Exercices:
• A. Recopiez le passage de l'extrait sur l'accord avec la Grèce situé entre « Cela rend les » et « marie à l’absurde. », ces deux bornes comprises.
• B. Répondez aux questions suivantes à partir de l'extrait sur l'accord avec la Grèce :
(i) Depuis quelle date la note d'analyse du Fonds Monétaire International avait-elle été communiquée à toutes les parties ?
(ii) Comment les députés du PCF devraient-ils finalement voter ?
(iii) Selon la déclaration de François Hollande, quel était l'objectif ?
• C. Poursuivez le texte sur l'accord avec la Grèce après sa dernière phrase.

Extrait choisi:

_ _ _

Il avoue d’ailleurs que cet accord est
un « mauvais accord ». L’analyse qui en
est faite sur son blog par l’ex-Ministre
des finances, M. Yannis Varoufakis va
dans le même sens[2].
De plus, le Fonds Monétaire
International a rendu publique une note
d’analyse, qui avait été communiquée à
TOUTES les parties en présence dès le 6
juillet et qui montre de manière
irréfutable que cet accord n’est pas
viable[3].
Dès lors se dévoile une autre face du
drame qui s’est déroulé dans la nuit du
12 au 13 : tout ceci ne sert à rien. Un
autre accord devra être trouvé
rapidement, et la perspective d’une
expulsion de la Grèce hors de la zone
Euro reprend force[4].
Le Ministre des finances allemand, M.
Schäuble l’a lui-même reconnu, ainsi que
l’ancien gouverneur de la Banque
Centrale de Belgique[5].
Cela rend les proclamations de succès de
notre Président a faites à Bruxelles le
matin du 13 particulièrement dérisoires.
Le vote qui s’est déroulé au Parlement
français l’est tout autant. On demande
aux députés de se prononcer sur un
accord que l’on sait inapplicable. Les
députés du PCF, d’abord enclin à voter
oui, n’est-ce pas Pierre Laurent ? pour
des raisons alimentaires, se sont ainsi
ressaisis et devraient voter « non ». Le
drame ici se marie à l’absurde.
L’Euro avant
la Grèce, l’Euro avant la France
Il faut cependant lire en détail la
déclaration de François Hollande qu’il a
faite le 13 juillet au matin ; mais pour
cela, il faut avoir le cœur bien
accroché. Remarquons, d’abord, qu’il ne
parle pas de la Grèce, mais uniquement
de la zone Euro. Cela montre bien
quelles étaient ses priorités : « L’objectif
était de faire en sorte que la zone euro
puisse être préservée dans son
intégrité, dans son unité, dans sa
solidarité»[6].
On constate ainsi que les premiers mots
réservés à la substance de ce texte ne
font nullement mention des souffrances,
des efforts et des espoirs du peuple
grec. Non, la chose qui importe au
premier chef, c’est l’intégrité de la
zone Euro. Tout est dit dans ces lignes,
et en particulier la préférence pour une
construction bureaucratique, et que de
nombreux économistes jugent non viable,
sur la volonté et la vie des peuples.

_ _ _

Données fournies:
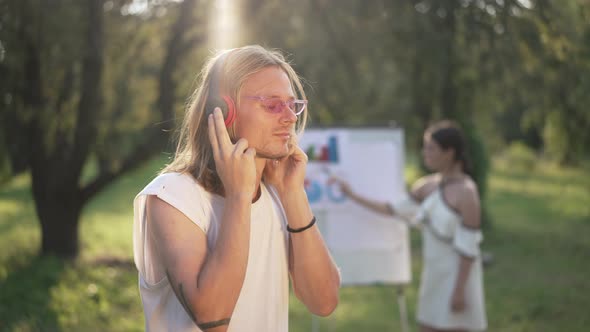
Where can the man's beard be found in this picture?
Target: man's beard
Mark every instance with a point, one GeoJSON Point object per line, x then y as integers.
{"type": "Point", "coordinates": [267, 155]}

_ _ _

Corrigés:
• A.
Cela rend les proclamations de succès de
notre Président a faites à Bruxelles le
matin du 13 particulièrement dérisoires.
Le vote qui s’est déroulé au Parlement
français l’est tout autant. On demande
aux députés de se prononcer sur un
accord que l’on sait inapplicable. Les
députés du PCF, d’abord enclin à voter
oui, n’est-ce pas Pierre Laurent ? pour
des raisons alimentaires, se sont ainsi
ressaisis et devraient voter « non ». Le
drame ici se marie à l’absurde.

• B.
(i) Dès le 6 juillet.
(ii) Ils devraient voter « non ».
(iii) Faire en sorte que la zone euro puisse être préservée dans son intégrité, dans son unité, dans sa solidarité.

• C.
Ceci est corroboré par le troisième
paragraphe de ce texte : « Ce que
j’ai voulu, c’était plus que l’intérêt
de la Grèce, c’était l’intérêt de
l’Europe. Et c’était aussi l’intérêt de
la France. Parce que l’intérêt de la
France ne se dissocie pas de l’intérêt
de l’Europe »[7].
L’ordre des priorités est ainsi établi :
c’est l’Europe, puis la France et enfin
la Grèce. Mais, ceci repose sur un
mensonge, ou plus précisément un double
mensonge : celui qui assimile la zone
Euro à l’Union européenne, et celui qui
assimile, ensuite, l’Union européenne à
l’Europe. Les deux sont parfaitement
scandaleux. La Zone Euro n’est nullement
l’Union européenne. Des pays appartenant
à l’Union européenne ne font nullement
partie de la zone Euro. C’est le cas de
la Grande-Bretagne, de la Suède, de la
Pologne ou de la Hongrie. De plus,
l’Union européenne n’englobe nullement
l’Europe. Que ce soit la Suisse, la
Norvège, ou encore la Serbie dans les
Balkans, le Belarus, la Russie ou
l’Ukraine, tous ces pays font partie de
l’Europe, comme réalité géographique
mais aussi culturelle, et ce sans faire
partie de l’UE. Veut-on faire croire que
Munch, l’auteur du « Cri », ou que des
artistes comme Dostoïevski, Pouchkine ou
Tolstoï ne sont pas européens ?
Oublie-t-on que l’Union européenne est
une alliance politique et économique de
certains pays d’Europe ?
Vouloir la faire passer pour l’Europe
toute entière est un mensonge. Le fait
que celui-ci soit proféré par la plus
haute autorité de l’Etat ne retire rien
à l’affaire. Au contraire, il l’aggrave.
Il établit en dogme, mais sans pour
autant en faire une vérité, ce qui se
révèle un mensonge.
Ce mensonge, il le répète bien plus
bas dans ce texte, en particulier quand
il affirme : « La Grèce est un pays
ami qui a voulu entrer dans l’Union
européenne après des années de
dictature ». En fait, et la date
d’adhésion le montre bien, c’est aux
Communautés Economiques Européennes,
autrement dit au « Marché Commun » que
la Grèce a adhéré après l’épisode de la
dictature des colonels. Elle ne pouvait
adhérer en 1981 à l’UE alors que cette
dernière ne date que de 1992 et l’Acte
unique européen de 1986. François
Hollande bouleverse donc l’histoire et
ne tient guère compte de la chronologie.
Mais, là encore, il y a une logique dans
le mensonge : celle de prétendre que
l’UE, projet titanesque, projet inouï, a
existé avant même que de naître. Si ce
n’est pas de l’aveuglement idéologique
on ne sait pas ce que c’est.
Euro über
älles
On peut, alors, voir les conséquences
de ce mensonge. Une autre citation de
cette déclaration du Président Hollande
est à cet égard des plus instructives.
« L’objectif, c’était que l’Europe
puisse être à la hauteur du défi qui lui
était lancé, être capable de régler une
crise qui depuis plusieurs années minait
la zone euro. L’objectif était aussi de
donner un espoir à la Grèce après tant
d’années de souffrance, d’austérité –
même si la Grèce n’en a pas terminé et
qu’elle devra encore faire des efforts…[8] »
Le mensonge ici en devient pathétique.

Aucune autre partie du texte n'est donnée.